─── Records for the task

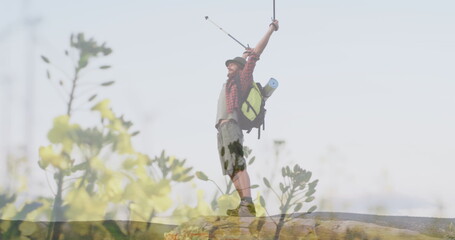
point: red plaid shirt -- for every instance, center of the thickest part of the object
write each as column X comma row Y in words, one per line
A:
column 245, row 79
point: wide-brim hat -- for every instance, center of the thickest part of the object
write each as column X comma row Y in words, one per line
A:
column 239, row 60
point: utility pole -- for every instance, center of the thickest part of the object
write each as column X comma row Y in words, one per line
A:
column 30, row 24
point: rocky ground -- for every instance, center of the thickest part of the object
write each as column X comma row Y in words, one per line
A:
column 330, row 226
column 320, row 226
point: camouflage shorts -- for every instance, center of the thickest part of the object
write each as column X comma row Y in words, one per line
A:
column 230, row 148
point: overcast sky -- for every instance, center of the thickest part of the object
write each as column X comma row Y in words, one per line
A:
column 365, row 99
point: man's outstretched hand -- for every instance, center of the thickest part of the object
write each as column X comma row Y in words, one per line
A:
column 247, row 52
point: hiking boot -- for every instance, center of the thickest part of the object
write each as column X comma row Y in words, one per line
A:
column 245, row 209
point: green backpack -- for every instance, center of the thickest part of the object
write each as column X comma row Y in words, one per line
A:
column 251, row 109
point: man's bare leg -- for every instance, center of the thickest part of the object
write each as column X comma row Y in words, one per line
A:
column 241, row 182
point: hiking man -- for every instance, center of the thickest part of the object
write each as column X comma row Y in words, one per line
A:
column 230, row 136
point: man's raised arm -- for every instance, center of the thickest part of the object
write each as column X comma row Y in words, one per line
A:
column 260, row 46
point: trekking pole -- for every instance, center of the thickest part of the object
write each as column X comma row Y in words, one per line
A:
column 207, row 18
column 273, row 9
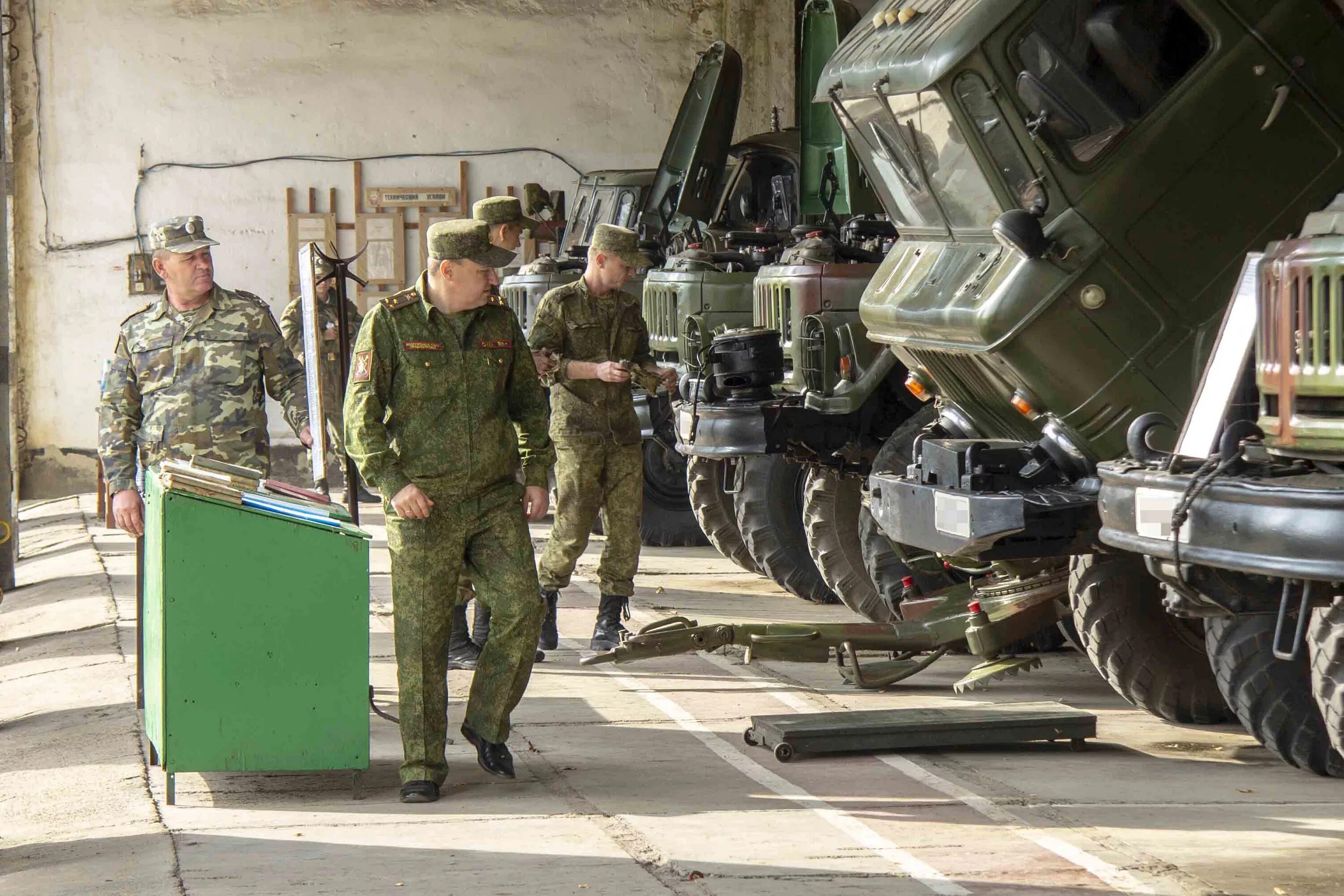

──────

_Directions for this task:_ Render the entries as a two-column CSV with the headers entry and answer, one row per entry, beginning with the line containing "point: hiking man" and continuing through the end of the entries. Put each entry's text and its answer in one quoted field apiece, replace line breaks with spaces, and leave the pictures out.

_Complete answer:_
entry,answer
"point: hiking man -- for every instance, center of the thickest part of the object write each as column X comma row Y in words, one per line A:","column 230, row 136"
"point: man's raised arm -- for every instance, center of the thickest part of the object write each as column X comma row Y in words, one per line A:","column 260, row 46"
"point: trekking pole -- for every instance, center of the thickest part of the object write each as column X comma row Y in words, one per line A:","column 207, row 18 column 273, row 9"